» WORK REQUIRED: Count the lines in the entries that contain the string "prompts". State nothing but the number.

» RECORDS SUPPLIED:
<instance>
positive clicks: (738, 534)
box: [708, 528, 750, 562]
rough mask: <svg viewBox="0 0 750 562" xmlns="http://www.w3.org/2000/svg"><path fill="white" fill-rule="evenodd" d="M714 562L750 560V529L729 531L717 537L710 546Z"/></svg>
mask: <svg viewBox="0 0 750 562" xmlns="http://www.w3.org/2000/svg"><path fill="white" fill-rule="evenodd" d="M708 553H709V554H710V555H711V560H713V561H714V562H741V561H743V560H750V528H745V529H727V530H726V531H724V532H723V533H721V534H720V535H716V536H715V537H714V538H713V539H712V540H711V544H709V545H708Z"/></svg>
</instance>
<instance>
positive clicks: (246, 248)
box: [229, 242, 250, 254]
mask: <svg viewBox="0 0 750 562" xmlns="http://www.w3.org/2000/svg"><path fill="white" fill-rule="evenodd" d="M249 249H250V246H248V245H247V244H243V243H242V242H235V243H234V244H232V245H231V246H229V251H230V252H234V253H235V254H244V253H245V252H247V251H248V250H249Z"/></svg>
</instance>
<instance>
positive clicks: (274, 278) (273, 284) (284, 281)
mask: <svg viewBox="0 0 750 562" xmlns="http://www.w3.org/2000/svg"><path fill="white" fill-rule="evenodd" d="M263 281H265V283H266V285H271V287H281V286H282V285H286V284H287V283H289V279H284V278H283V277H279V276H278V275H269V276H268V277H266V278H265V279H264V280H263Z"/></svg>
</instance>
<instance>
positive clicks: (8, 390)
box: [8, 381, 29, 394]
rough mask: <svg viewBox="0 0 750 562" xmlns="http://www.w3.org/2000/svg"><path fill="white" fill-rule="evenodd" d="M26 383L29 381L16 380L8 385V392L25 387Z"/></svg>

* * *

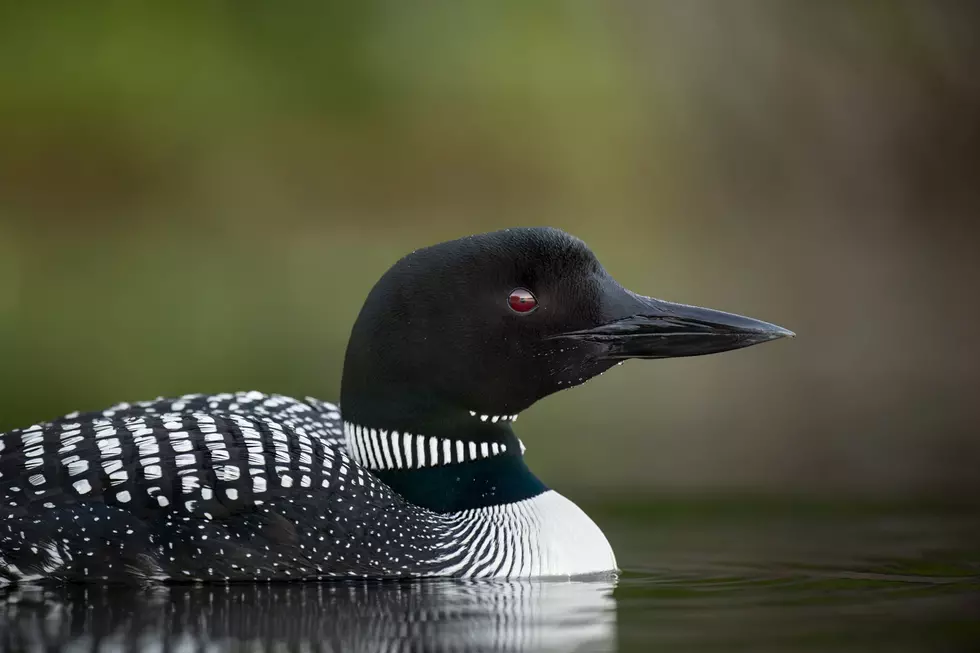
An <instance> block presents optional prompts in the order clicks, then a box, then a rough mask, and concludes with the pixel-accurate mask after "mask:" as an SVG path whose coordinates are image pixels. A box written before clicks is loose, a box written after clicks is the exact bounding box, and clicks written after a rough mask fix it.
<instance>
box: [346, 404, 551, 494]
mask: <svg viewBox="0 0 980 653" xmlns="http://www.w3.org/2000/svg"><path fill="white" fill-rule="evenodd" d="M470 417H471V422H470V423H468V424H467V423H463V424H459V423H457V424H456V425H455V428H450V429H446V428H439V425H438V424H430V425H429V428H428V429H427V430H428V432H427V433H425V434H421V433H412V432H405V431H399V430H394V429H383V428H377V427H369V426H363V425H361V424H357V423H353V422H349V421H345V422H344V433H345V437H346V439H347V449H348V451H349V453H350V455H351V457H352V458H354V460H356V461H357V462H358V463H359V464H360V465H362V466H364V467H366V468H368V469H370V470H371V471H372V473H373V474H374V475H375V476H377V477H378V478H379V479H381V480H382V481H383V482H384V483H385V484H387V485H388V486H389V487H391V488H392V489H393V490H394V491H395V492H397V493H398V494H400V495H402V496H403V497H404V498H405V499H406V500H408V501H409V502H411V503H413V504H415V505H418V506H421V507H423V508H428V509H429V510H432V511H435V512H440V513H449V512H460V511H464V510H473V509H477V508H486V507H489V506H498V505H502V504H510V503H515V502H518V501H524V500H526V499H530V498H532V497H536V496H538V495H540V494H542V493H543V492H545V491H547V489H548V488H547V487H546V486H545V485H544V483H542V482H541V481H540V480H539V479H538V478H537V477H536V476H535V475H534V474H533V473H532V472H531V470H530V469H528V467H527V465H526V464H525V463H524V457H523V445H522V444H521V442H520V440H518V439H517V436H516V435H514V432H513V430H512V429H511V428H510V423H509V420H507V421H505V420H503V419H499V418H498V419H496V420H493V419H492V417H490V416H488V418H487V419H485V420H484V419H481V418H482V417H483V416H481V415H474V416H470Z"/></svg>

==

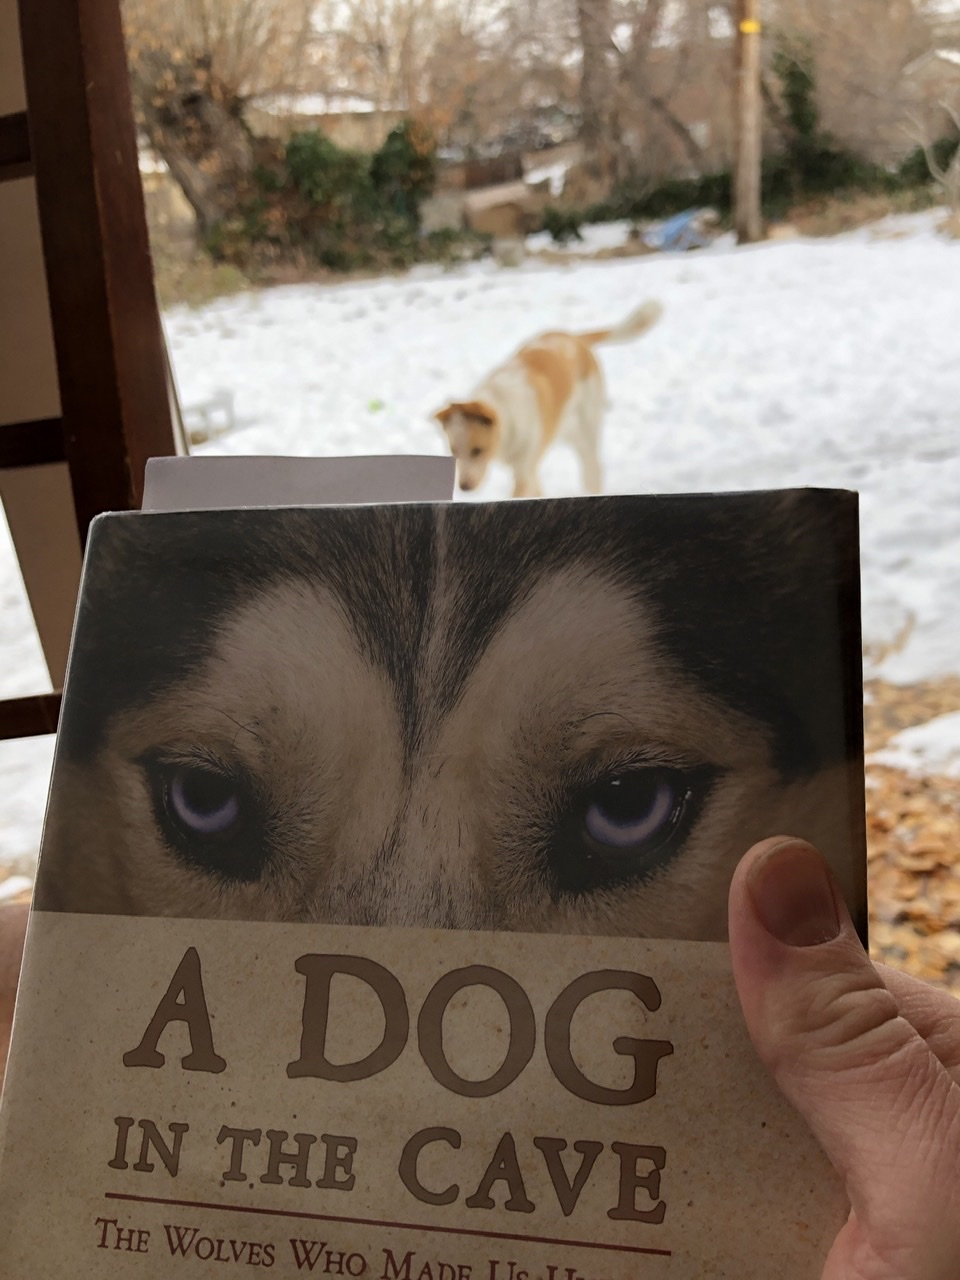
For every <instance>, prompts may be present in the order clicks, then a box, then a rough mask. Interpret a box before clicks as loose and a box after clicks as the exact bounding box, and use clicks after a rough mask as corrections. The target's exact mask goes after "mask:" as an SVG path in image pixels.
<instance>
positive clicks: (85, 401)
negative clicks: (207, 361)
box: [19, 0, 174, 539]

» ANSWER BOX: 2